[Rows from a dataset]

################

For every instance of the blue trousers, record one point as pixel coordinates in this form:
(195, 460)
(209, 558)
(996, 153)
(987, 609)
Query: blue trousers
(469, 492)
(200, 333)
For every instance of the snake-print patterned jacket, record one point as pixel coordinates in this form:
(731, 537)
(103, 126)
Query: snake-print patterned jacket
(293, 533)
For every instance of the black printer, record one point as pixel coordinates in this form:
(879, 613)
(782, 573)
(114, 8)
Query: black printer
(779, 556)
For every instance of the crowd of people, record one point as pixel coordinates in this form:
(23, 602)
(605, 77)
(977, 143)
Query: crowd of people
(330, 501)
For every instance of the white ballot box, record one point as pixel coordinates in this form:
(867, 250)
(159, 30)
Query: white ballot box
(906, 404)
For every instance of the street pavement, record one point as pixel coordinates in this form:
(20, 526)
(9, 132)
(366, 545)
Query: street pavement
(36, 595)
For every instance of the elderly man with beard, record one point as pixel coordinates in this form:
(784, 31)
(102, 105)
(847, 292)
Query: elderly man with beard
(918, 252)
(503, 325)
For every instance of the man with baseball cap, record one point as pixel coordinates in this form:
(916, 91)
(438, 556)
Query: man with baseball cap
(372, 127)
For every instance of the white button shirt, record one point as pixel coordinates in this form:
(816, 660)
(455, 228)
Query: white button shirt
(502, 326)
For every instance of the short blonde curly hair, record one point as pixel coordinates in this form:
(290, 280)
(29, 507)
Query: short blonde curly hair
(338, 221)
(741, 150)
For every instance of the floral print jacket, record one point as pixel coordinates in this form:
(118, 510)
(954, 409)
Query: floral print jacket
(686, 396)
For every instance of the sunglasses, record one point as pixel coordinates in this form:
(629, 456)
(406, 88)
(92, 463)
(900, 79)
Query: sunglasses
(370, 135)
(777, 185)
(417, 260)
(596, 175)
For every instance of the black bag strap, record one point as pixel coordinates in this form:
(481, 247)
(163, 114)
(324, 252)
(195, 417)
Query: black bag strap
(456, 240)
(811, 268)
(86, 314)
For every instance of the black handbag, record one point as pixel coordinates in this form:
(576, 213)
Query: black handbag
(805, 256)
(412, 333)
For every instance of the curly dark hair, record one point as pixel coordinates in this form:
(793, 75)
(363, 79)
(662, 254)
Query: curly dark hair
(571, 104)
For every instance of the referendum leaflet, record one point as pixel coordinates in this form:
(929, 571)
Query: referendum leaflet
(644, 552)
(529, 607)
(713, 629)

################

* _Problem description_: Format the rows above, from the line containing "For every instance of the curly" through the end, as a JSON list of strings with one string per line, omitting any blank lines.

* _Exercise answer_:
[
  "For every instance of the curly dark hair, record one point as pixel coordinates in this form:",
  "(793, 75)",
  "(363, 79)",
  "(662, 254)",
  "Query: curly dark hair",
  "(571, 104)",
  "For every instance of the referendum leaflet, record one point as pixel coordinates in this form:",
  "(929, 571)",
  "Query: referendum leaflet",
  "(644, 552)",
  "(529, 607)",
  "(713, 629)"
]